Simulated Annealing
Simulated annealing is a very popular technique for global optimization. The method was adapted from the Metropolis-Hastings algorithm. The inspiration for the algorithm was the process of annealing in materials science, whereby materials and heated and cooled in a controlled way in order to reduce defects.
In simulated annealing, we start out with a an initial sate and then keep iterating, making small changes to the state each time. If the changes improve the objective function, then they are always accepted. If not, then we may still accept them with some probability. Typically, this process is repeated until a stopping condition is met.
The acceptance probability function P(e,e',T) (where e and e' are the old and new energies respectively and T is the temperature) is usually defined as 1 if e' < e and exp(-(e'-e)/T) otherwise.
An important aspect of simulated annealing is the changing temperature, T, which is used for the acceptance probability function described above. Typically, the temperature of the system is set to decrease gradually as the number of iterations increases. As a result, as the algorithm proceeds, it becomes progressively less likely that solutions with worse fitnesses will be accepted, which leads the algorithm to converge towards a local minima/maxima (which we hope is close to the global minima/maxima). The figure below shows a typical run for simulated annealing (on a minimization problem), with the iteration count on the X axis and the fitness on the Y axis:
As you can see, the algorithm makes bigger jumps towards the beginning when the temperature is high and it will tend to only allow small jumps in the later phases as the temperature decreases.
Below is pseudocode for simulated annealing:
$ // Return a state that is an approximation of the global maximum
$ function simulated annealing(initial_state, init_temperature):
$ best_state ← initial_state
$ current_state ← initial_state
$ current_fitness ← fitness(current_state)
$ temperature ← init_temperature
$ loop do
$ Set n based on temperature
$ proposal_state ← make_n_changes(current_state,n)
$ proposal_fitness ← fitness(proposal_state)
$ // If the new state is better than the current state, accept it
$ If proposal_fitness > current_fitness:
$ current_state ← proposal_state
$ If proposal_fitness > fitness(best_state):
$ best_state ← proposal_state
$ // If the new state is not better than the current state,
$ // still accept with some probability
$ ElseIf P(current_fitness, proposal_fitness, temperature) > random()):
$ current_state ← proposal_state
$ temperature ← Update(temperature)
$ Check stopping condition. If met, return best_state
Since at any stage, the simulated annealing algorithm only makes changes to a state, rather than searching and storing all of its neighbors, it is generally a very memory efficient algorithm (it only needs to keep track of the current state, the proposed next state and the best state reached so far).
The finch implementation of simulated annealing has the following signature:
simulated_annealing(initial_solution []int, evaluate func([]int) float64,
make_change func([]int) []int, init_temp float64, thermostat float64,
itol int, reannealing int)
The function takes in the following parameters:
- initial_solution - An int[] array with an initial solution to seed the algorithm with
- evaluate - A function that you must construct and pass in which takes a solution of type int[] as a parameter and returns a fitness score for the given solution of type float64
- make_change - A function that takes in a solution of type int[] and makes one change to it, returning a new solution of type int[]
- init_temp - The starting temperature for the algorithm
- thermostat - A number, generally between 0.85 and 0.99 that indicates how much the temperature should be adjusted when changes are made to the temperature
- itol - The maximum iterations to do before stopping
- reannealing - The number of accepted solutions before a temperature adjustement is made
The function returns two values:
- The state at the local maximum (type []int)
- The fitness score at the local maximum (type float64)

* TASK INSTRUCTIONS
(1) Print the passage of the simulated annealing page starting with "Below is pseudocode" and going on through "proposal_state ← make_n_changes(current_state,n)".
(2) Using the simulated annealing page, mark each statement yes or no and quote the words that decide it: (a) the thermostat value generally falls between 0.85 and 0.99; (b) the algorithm searches and stores all neighbors of a state; (c) the method was adapted from the Metropolis-Hastings algorithm.

* Stored records
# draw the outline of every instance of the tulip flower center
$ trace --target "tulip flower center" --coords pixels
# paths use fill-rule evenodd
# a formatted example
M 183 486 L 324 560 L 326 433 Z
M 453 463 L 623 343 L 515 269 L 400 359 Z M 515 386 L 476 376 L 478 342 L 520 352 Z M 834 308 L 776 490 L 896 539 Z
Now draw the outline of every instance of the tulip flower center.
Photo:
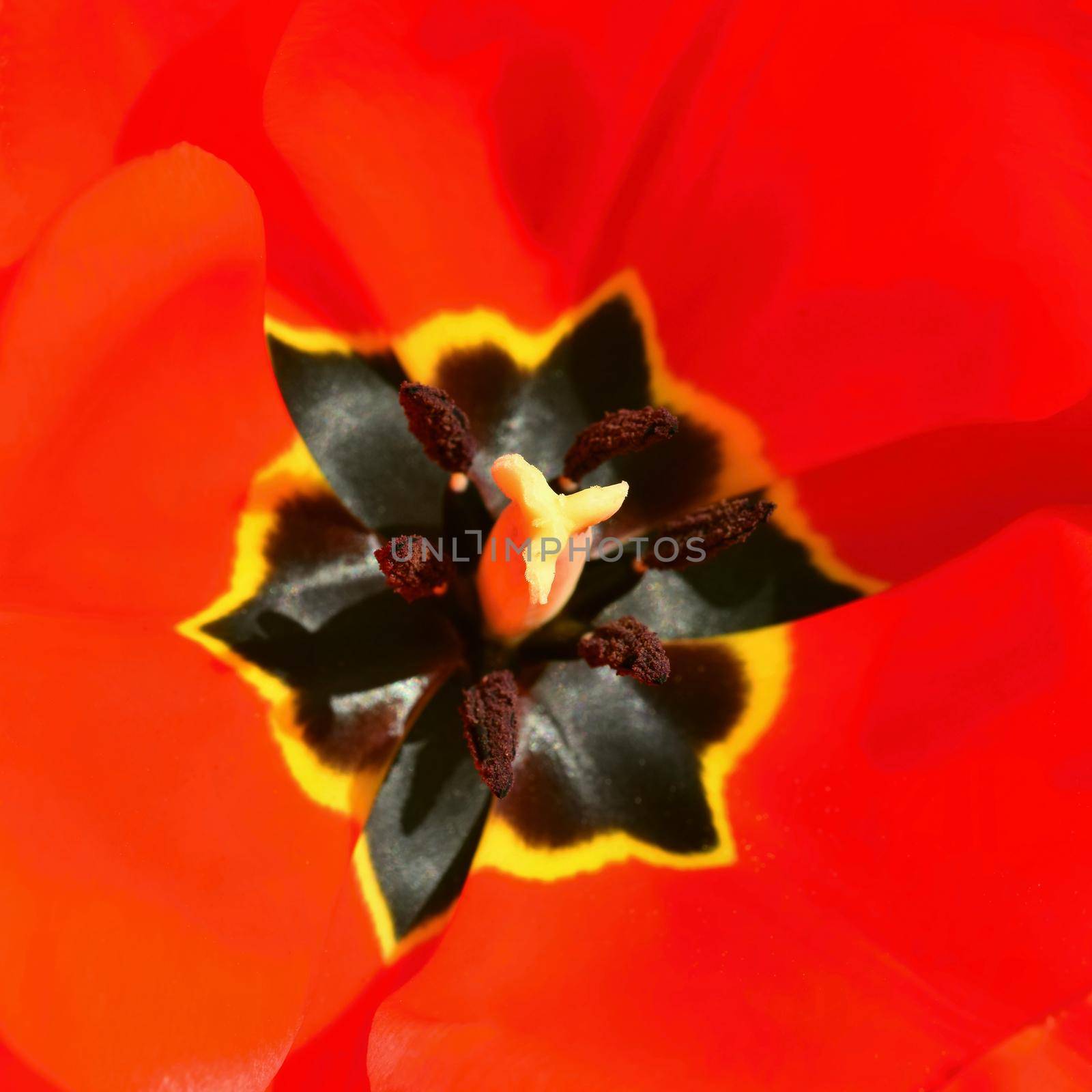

* EXPECTED ANSWERS
(1)
Below is pseudocode for simulated annealing:
$ // Return a state that is an approximation of the global maximum
$ function simulated annealing(initial_state, init_temperature):
$ best_state ← initial_state
$ current_state ← initial_state
$ current_fitness ← fitness(current_state)
$ temperature ← init_temperature
$ loop do
$ Set n based on temperature
$ proposal_state ← make_n_changes(current_state,n)

(2)
(a) Yes: "A number, generally between 0.85 and 0.99 that indicates how much the temperature should be adjusted"
(b) No: "only makes changes to a state, rather than searching and storing all of its neighbors"
(c) Yes: "The method was adapted from the Metropolis-Hastings algorithm."